■ Document text

--------------------

BEDA Position on Including Design in the European Competitiveness Fund
Brussels is rewriting the rules of who counts as a strategic industry for the next seven years, and design is not included in any operative sense. The European Competitiveness Fund (2028 to 2034) defines which sectors qualify as strategic industries with access to funding, governance, and policy influence for the next seven years. It is being finalised in trilogue in the months until October 2026.
The European Competitiveness Fund (ECF) will be the EU’s primary industrial and innovation instrument. ECF is a part of the 10th Multiannual Financial Framework (MFF), which also includes FP10 (formerly Horizon Europe) and Agora. It will determine which sectors receive dedicated budgets, governance seats, skills investment and procurement access. Once the Regulation text is locked, it remains in effect for the full seven-year cycle.
At this decisive moment, the design sector—despite its cross-sectoral role in innovation and its position within the Cultural and Creative Industries (CCIs)—is not included in any operative capacity in the proposed framework.
Without inclusion, design is excluded from key decision-making processes, dedicated funding, and structural support—despite being a core driver of innovation across all major policy areas.
BEDA’s Core Demands:
- An explicit design representation in FP10 is essential. Guarantee a governance seat for design stakeholders.
- Name design activities explicitly, or the wider field of CCIs, as a strategic sector in the ECF Regulation.
- Establish a dedicated budget line for design research and deployment and application in science-based innovation, not subsumed into a generic creative economy category.
Key Arguments Supporting the Inclusion of Design
- Design is a knowledge valorisation infrastructure that produces methods, models, and meaning-making systems which activate innovation across all ECF Policy Windows.
- Design methodology is a knowledge translation process by definition: it moves research, user insight, and technological possibility into products, services, and systems. In every sector, it converts knowledge and human insight into measurable economic and societal value.
- Design operates across healthcare, mobility, digital infrastructure, public services, and manufacturing. This cross-sector function asks for a policy window to create a bridge to the Digital, Health, Industry, and Clean Transition windows.
- The development of new products, services, and business structures is fundamentally a design task. Design capability is measurable as a predictor of innovation success and startup viability. Designers are the structural architects of new value propositions.
Economic and Strategic Importance of the Sector
At a time when the European Union is shaping its future funding and regulatory architecture, including the European Competitiveness Fund, the Culture Compass for Europe, the Union of Skills, and the AI framework, design remains structurally underrepresented despite enabling innovation and value creation across sectors.
The Cultural and Creative Sector employs 8.02 million people in Europe and generates EUR 477 billion in value added — more than telecoms, pharma or the automotive sector. Design accounts for 18.2% of all enterprises in the sector. The European Commission has already classified CCIs as one of 14 industrial ecosystems within its industrial strategy framework, establishing a precedent for their treatment as a strategic policy domain.

--------------------

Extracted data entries
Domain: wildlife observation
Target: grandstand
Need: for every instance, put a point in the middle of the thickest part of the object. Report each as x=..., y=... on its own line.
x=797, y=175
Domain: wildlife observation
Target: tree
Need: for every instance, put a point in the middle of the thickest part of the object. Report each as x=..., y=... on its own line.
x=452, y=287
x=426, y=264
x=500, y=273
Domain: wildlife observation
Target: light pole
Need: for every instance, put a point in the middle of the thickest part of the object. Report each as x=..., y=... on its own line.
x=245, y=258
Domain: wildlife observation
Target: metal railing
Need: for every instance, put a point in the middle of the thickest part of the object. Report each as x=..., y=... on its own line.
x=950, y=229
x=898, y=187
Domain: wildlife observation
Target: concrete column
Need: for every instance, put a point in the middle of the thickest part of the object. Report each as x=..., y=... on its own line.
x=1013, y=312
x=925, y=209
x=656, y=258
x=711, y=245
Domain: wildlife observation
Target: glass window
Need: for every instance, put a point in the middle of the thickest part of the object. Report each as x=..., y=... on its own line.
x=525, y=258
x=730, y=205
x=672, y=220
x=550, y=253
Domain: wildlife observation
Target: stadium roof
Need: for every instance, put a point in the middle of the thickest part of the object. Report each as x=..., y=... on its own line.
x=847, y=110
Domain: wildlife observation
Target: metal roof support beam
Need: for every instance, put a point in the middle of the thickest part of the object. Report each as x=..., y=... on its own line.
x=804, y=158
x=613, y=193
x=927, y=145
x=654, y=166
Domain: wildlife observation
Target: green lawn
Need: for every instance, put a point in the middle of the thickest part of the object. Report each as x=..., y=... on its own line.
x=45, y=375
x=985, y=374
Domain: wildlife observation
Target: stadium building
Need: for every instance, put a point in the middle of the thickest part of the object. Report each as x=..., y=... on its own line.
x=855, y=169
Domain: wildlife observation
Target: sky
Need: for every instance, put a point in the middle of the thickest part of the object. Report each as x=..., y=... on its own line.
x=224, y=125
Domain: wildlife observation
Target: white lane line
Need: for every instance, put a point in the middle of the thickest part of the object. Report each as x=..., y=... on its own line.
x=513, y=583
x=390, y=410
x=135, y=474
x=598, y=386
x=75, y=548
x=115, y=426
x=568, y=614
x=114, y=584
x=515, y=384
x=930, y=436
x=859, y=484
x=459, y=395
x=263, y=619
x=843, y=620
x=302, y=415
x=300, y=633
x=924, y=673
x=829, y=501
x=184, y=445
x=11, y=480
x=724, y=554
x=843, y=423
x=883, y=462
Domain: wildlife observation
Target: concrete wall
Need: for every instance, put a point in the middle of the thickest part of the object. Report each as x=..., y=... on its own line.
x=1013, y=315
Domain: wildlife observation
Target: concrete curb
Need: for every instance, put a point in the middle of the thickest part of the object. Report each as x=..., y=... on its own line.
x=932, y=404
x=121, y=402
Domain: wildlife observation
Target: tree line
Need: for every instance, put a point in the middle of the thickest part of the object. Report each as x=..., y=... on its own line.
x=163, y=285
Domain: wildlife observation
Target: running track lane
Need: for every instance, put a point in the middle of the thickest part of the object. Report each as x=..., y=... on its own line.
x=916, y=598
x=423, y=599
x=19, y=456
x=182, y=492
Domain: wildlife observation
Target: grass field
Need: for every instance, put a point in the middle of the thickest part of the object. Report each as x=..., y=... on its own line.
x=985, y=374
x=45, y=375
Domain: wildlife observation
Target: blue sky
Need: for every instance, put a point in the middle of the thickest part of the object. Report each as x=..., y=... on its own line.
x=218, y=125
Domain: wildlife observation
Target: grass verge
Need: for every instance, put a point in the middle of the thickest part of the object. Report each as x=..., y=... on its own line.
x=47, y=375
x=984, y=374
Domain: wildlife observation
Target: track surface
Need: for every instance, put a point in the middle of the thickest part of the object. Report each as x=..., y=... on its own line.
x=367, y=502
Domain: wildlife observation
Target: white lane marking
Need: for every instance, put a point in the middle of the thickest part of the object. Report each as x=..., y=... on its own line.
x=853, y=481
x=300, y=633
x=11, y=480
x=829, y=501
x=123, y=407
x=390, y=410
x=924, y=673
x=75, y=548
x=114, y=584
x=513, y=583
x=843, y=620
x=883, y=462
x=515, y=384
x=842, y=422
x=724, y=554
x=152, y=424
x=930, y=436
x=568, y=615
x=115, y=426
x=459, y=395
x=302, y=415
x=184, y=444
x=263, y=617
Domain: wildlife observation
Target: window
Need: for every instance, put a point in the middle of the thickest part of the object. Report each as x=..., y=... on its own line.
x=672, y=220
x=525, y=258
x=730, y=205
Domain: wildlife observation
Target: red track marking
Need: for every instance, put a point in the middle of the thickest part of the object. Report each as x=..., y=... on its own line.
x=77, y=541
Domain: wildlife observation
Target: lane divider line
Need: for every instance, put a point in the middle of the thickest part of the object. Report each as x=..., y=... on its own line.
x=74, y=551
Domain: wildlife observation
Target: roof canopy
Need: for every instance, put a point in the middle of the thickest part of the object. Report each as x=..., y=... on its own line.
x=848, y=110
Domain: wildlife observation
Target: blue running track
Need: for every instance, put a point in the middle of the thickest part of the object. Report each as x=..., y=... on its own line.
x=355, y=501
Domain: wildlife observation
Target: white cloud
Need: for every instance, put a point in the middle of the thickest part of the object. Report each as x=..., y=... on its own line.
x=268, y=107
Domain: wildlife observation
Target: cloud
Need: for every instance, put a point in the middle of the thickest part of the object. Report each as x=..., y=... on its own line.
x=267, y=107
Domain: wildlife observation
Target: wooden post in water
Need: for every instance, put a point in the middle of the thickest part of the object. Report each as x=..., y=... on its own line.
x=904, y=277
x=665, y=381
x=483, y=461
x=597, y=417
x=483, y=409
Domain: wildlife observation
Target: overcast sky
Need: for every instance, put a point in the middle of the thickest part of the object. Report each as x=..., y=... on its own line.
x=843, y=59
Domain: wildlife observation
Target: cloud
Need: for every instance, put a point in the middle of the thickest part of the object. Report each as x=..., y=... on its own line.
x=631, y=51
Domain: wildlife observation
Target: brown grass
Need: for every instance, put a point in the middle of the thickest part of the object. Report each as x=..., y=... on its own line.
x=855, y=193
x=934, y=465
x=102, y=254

--------------------

■ Problems to solve
1. Please summarize the position on design in the European Competitiveness Fund in two sentences.
2. From the position on design in the European Competitiveness Fund, extract the passage starting with "At this decisive" and going on through "creative economy category.".

■ Task results
1. The European Competitiveness Fund (2028 to 2034), the EU's primary industrial and innovation instrument being finalised in trilogue until October 2026, will determine which sectors receive dedicated budgets, governance seats, skills investment and procurement access, yet it does not include design in any operative capacity. BEDA demands a governance seat for design stakeholders, explicit naming of design or the wider CCIs as a strategic sector in the ECF Regulation, and a dedicated budget line for design research and deployment, arguing that design converts knowledge and human insight into economic and societal value across sectors.

2.
At this decisive moment, the design sector—despite its cross-sectoral role in innovation and its position within the Cultural and Creative Industries (CCIs)—is not included in any operative capacity in the proposed framework.
Without inclusion, design is excluded from key decision-making processes, dedicated funding, and structural support—despite being a core driver of innovation across all major policy areas.
BEDA’s Core Demands:
- An explicit design representation in FP10 is essential. Guarantee a governance seat for design stakeholders.
- Name design activities explicitly, or the wider field of CCIs, as a strategic sector in the ECF Regulation.
- Establish a dedicated budget line for design research and deployment and application in science-based innovation, not subsumed into a generic creative economy category.